- _Text shown_
------------------------------------

The withdrawn approach is what sticks out when discussing this book. “The notion of my future suddenly snapped into focus: it didn’t exist yet.” With sentences like this, it can be easy to relate to the book since there is such a lack of detail and storyline. The repetitive story finds itself unfolding within itself, which is to be expected when it is a story about nothing. It does not have any crazy twists or turns, which is why it may be seen as frustrating or even boring. The art of doing nothing and fully secluding yourself does take a lot of energy and time, but it seems to work just fine if you have a trust fund.

------------------------------------

- _Input data_
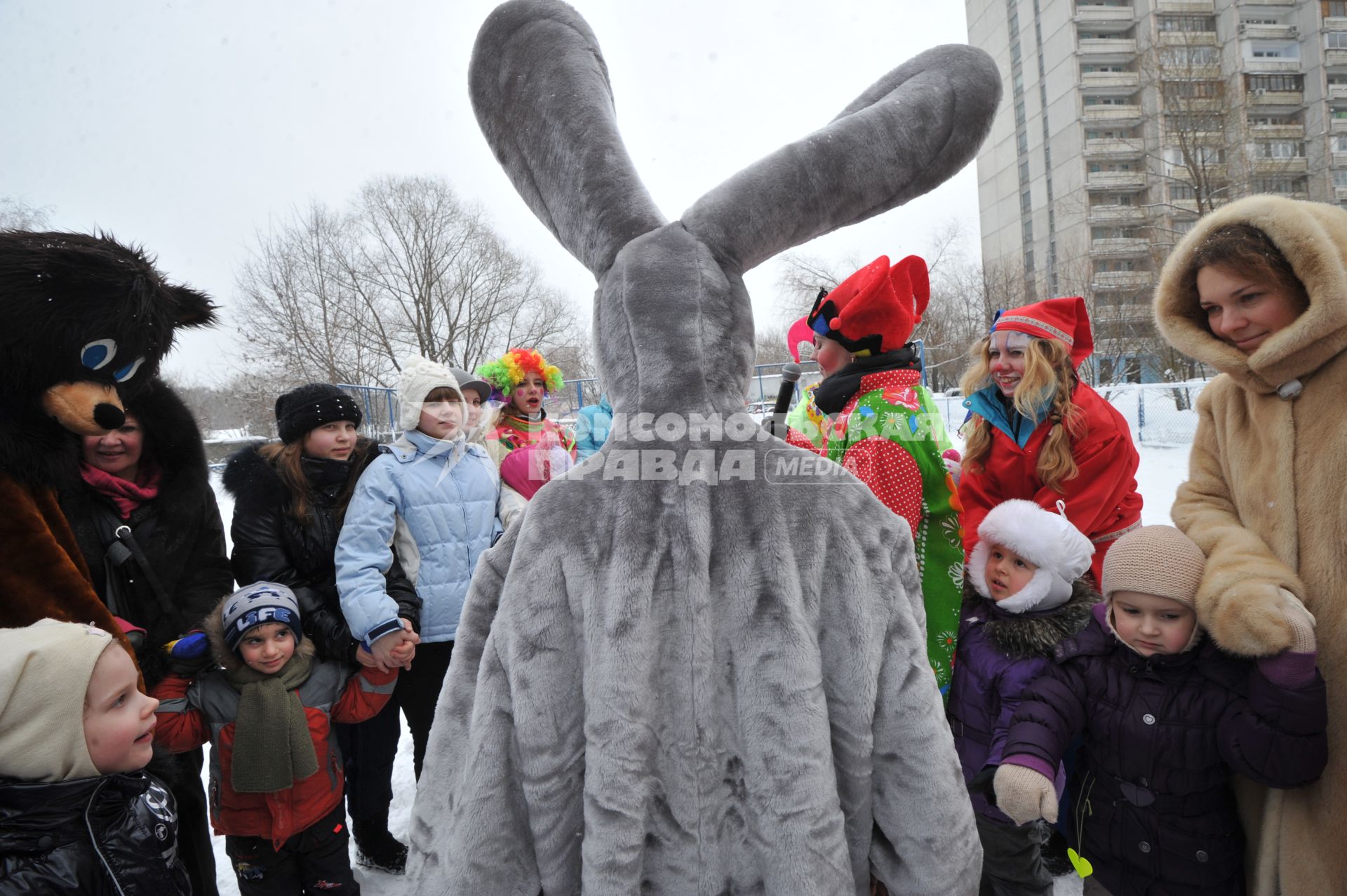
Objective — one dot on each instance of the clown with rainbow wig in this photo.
(522, 379)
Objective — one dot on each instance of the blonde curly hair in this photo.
(1047, 372)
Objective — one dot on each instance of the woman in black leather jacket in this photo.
(290, 499)
(145, 516)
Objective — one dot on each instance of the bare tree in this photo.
(407, 269)
(17, 215)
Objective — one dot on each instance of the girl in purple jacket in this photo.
(1167, 718)
(1023, 594)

------------------------------------

- _Tasks for this exercise_
#1 In the book review, what kind of story is the book said to be?
#2 Reproduce the part of the book review that opens with the words "The withdrawn approach" and closes with "a trust fund.", swapping "repetitive" for "cyclical".
#3 Write the next part of the book review, picking up after its final sentence.

- _Task-by-task answers_
#1 A story about nothing.

#2
The withdrawn approach is what sticks out when discussing this book. “The notion of my future suddenly snapped into focus: it didn’t exist yet.” With sentences like this, it can be easy to relate to the book since there is such a lack of detail and storyline. The cyclical story finds itself unfolding within itself, which is to be expected when it is a story about nothing. It does not have any crazy twists or turns, which is why it may be seen as frustrating or even boring. The art of doing nothing and fully secluding yourself does take a lot of energy and time, but it seems to work just fine if you have a trust fund.

#3
With a hunger for detachment and dreams, one of my favorite lines of the book was born. Dedicating herself to sleep, our narrator takes the prescribed jumble of pills given by her wacky psychiatrist Dr. Tuttle: “reality detached itself and appeared in my mind as casually as a movie or a dream.” By implanting herself in a coma-like reality she is preparing herself for the 21st century. Moshfegh references this historical period in the narrator’s dreams of planes, smoke, and fire. Both her friends Trevor and Reva work in the World Trade Center, but the lucidity of our narrator’s days makes the audience forget that. Trevor being your everyday finance bro who is trying to hide himself from his impending allegations, and Reva who is a moron who thinks she will change the world with her new diets that are borderlining an entry to a hospital visit.
Along with feeling indifferent about the characters, I question the future emotional effects of this novel and its overall ability to make a lasting impact. Moshfegh set “My Year of Rest and Relaxation” at the beginning of the century before social media and smartphones.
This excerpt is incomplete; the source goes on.